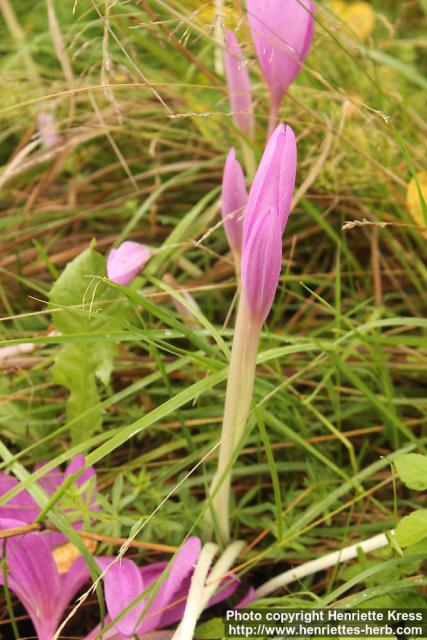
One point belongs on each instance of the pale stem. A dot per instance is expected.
(236, 410)
(272, 119)
(185, 630)
(325, 562)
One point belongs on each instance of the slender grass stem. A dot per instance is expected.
(325, 562)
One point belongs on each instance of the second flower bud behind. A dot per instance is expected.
(265, 220)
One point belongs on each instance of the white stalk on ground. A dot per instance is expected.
(236, 410)
(191, 613)
(325, 562)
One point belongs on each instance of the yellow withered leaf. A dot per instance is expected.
(359, 16)
(65, 554)
(413, 197)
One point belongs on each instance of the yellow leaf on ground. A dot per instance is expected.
(65, 554)
(359, 16)
(413, 197)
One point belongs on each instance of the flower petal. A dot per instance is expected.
(123, 584)
(233, 200)
(34, 578)
(239, 86)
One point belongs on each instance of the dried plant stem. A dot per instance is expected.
(185, 630)
(201, 599)
(19, 36)
(219, 37)
(236, 410)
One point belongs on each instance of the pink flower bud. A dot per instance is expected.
(47, 128)
(125, 262)
(261, 264)
(233, 200)
(282, 31)
(239, 86)
(274, 181)
(265, 220)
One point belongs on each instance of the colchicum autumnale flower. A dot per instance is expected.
(282, 31)
(234, 197)
(125, 584)
(265, 220)
(239, 85)
(33, 576)
(38, 573)
(125, 262)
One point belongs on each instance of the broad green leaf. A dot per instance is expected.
(84, 303)
(412, 528)
(412, 470)
(210, 630)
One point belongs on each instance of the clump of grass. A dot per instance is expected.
(144, 127)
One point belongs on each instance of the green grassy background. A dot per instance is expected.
(144, 128)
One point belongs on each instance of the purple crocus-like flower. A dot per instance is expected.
(282, 31)
(266, 217)
(234, 197)
(33, 576)
(125, 262)
(124, 584)
(239, 86)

--------------------

:: WHAT IS EXPECTED ::
Transcribe every line from the records above without alteration, and leave out the images.

:: REPLY TO THE TASK ::
One point belongs on each instance of the pale stem. A dot per instance is expected.
(236, 410)
(272, 119)
(185, 630)
(325, 562)
One point belongs on each instance of the slender grass stem. A dot per instance is expected.
(325, 562)
One point belongs on each instance of the second flower bud behind. A dot per instance is expected.
(265, 220)
One point belongs on each instance of the white stalk on ground. A dot per instance is expected.
(236, 410)
(191, 613)
(325, 562)
One point belongs on each instance of the yellow withered leaf. A dot per instance is expected.
(359, 16)
(65, 554)
(413, 197)
One point belongs on each instance of the yellow leaf on ground. A dot per instance is expected.
(65, 554)
(359, 16)
(413, 197)
One point belongs on each instance of the flower petal. A dot per instance is expected.
(123, 584)
(233, 200)
(34, 578)
(239, 86)
One point belongs on each instance of the dried plant stem. A dot per instance is expected.
(185, 630)
(201, 599)
(19, 36)
(219, 37)
(236, 410)
One point belongs on each instance of the pink flower bud. A dot per instance is expected.
(47, 128)
(125, 262)
(261, 264)
(233, 200)
(282, 31)
(239, 86)
(274, 181)
(265, 220)
One point belongs on each instance of the colchicum autumnale flower. A dot per instance is expected.
(282, 31)
(234, 197)
(125, 584)
(265, 220)
(239, 85)
(33, 576)
(38, 573)
(125, 262)
One point belongs on each instance of the broad green leaf. A dot per instance is expected.
(84, 303)
(412, 528)
(412, 470)
(210, 630)
One point belongs on each instance of the clump of grass. A dot per instance is expected.
(144, 127)
One point belongs on each instance of the green grassy background. A dot per instance is expected.
(144, 128)
One point belongs on each instance of the purple crocus-like flower. A dot per instance is expected.
(282, 31)
(266, 217)
(234, 197)
(33, 576)
(125, 262)
(124, 584)
(239, 86)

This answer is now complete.